(INSTRUKCJA DO ĆWICZENIA)
Przepisz bez pomijania wszystkie wiersze materiału, od wiersza zawierającego „Inventory check: does the image above contain any pergola” do końca materiału włącznie. W odpowiedziach dodaj -71 do każdej współrzędnej ramek.

(Zebrane wpisy danych)

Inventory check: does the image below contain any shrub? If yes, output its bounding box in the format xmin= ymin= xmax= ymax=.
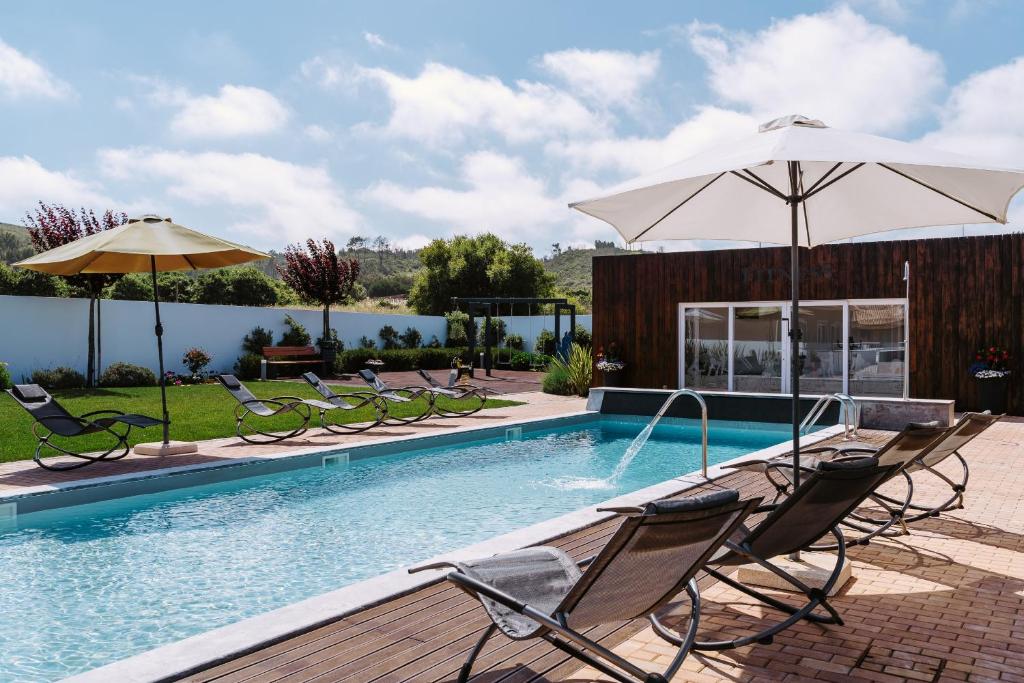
xmin=377 ymin=325 xmax=398 ymax=349
xmin=242 ymin=326 xmax=273 ymax=355
xmin=278 ymin=315 xmax=312 ymax=346
xmin=399 ymin=328 xmax=423 ymax=348
xmin=234 ymin=353 xmax=263 ymax=380
xmin=541 ymin=364 xmax=572 ymax=396
xmin=444 ymin=310 xmax=472 ymax=348
xmin=32 ymin=366 xmax=85 ymax=389
xmin=99 ymin=362 xmax=157 ymax=387
xmin=181 ymin=346 xmax=211 ymax=380
xmin=534 ymin=330 xmax=558 ymax=355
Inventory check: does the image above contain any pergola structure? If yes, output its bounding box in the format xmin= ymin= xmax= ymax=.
xmin=452 ymin=297 xmax=575 ymax=377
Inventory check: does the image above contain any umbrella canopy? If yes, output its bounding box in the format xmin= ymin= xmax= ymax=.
xmin=569 ymin=116 xmax=1024 ymax=247
xmin=569 ymin=115 xmax=1024 ymax=493
xmin=14 ymin=216 xmax=269 ymax=455
xmin=14 ymin=216 xmax=269 ymax=275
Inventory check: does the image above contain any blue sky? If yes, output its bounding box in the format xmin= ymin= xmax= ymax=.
xmin=0 ymin=0 xmax=1024 ymax=253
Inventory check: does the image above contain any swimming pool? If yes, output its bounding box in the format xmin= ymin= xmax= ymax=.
xmin=0 ymin=416 xmax=790 ymax=681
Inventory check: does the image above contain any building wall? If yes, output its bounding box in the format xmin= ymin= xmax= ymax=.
xmin=0 ymin=296 xmax=590 ymax=381
xmin=594 ymin=234 xmax=1024 ymax=414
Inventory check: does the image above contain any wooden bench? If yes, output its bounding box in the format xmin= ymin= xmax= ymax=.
xmin=261 ymin=346 xmax=324 ymax=379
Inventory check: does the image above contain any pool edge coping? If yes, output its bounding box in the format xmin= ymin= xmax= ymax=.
xmin=61 ymin=421 xmax=843 ymax=683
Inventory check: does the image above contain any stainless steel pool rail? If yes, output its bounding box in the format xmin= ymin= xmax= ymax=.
xmin=800 ymin=392 xmax=860 ymax=440
xmin=647 ymin=389 xmax=708 ymax=479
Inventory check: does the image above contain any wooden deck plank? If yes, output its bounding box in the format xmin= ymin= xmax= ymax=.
xmin=184 ymin=472 xmax=766 ymax=683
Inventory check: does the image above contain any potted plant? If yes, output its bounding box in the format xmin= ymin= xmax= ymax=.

(ODPOWIEDŹ PISEMNA)
Inventory check: does the image above contain any pergola structure? If yes, output its bounding box in the format xmin= ymin= xmax= ymax=.
xmin=381 ymin=226 xmax=504 ymax=306
Inventory check: does the image above contain any umbrella canopy? If yes, output its bounding box in the format xmin= ymin= xmax= ymax=.
xmin=498 ymin=45 xmax=953 ymax=176
xmin=498 ymin=44 xmax=953 ymax=422
xmin=-57 ymin=145 xmax=198 ymax=384
xmin=-57 ymin=145 xmax=198 ymax=204
Inventory check: does the image above contain any blue sky? If yes, output its bounding box in the format xmin= ymin= xmax= ymax=.
xmin=-71 ymin=-71 xmax=953 ymax=182
Inventory check: does the image above contain any swimming pool? If yes, output its bounding box in the format xmin= ymin= xmax= ymax=.
xmin=-71 ymin=345 xmax=719 ymax=610
Inventory check: does the image above contain any building wall? If yes, output its bounding box in the format xmin= ymin= xmax= ymax=.
xmin=-71 ymin=225 xmax=519 ymax=310
xmin=523 ymin=163 xmax=953 ymax=343
Inventory check: does the image above contain any wooden bench? If yes, output its bounding box in the format xmin= ymin= xmax= ymax=.
xmin=190 ymin=275 xmax=253 ymax=308
Inventory check: does the image above contain any pool edge coping? If yes, output its bounding box in the format xmin= ymin= xmax= ymax=.
xmin=-10 ymin=350 xmax=772 ymax=612
Inventory check: does the image above contain any stainless steel pool rail? If yes, output its bounding box in the format xmin= ymin= xmax= ymax=.
xmin=729 ymin=321 xmax=789 ymax=369
xmin=576 ymin=318 xmax=637 ymax=408
Inventory check: does the image above contain any wooden deck plank? If yes, output its bounding box in the format xmin= ymin= xmax= ymax=.
xmin=113 ymin=401 xmax=695 ymax=612
Inventory check: does the image above contain any potted plant? If yes, output its bounding box in the format xmin= ymin= xmax= ymax=.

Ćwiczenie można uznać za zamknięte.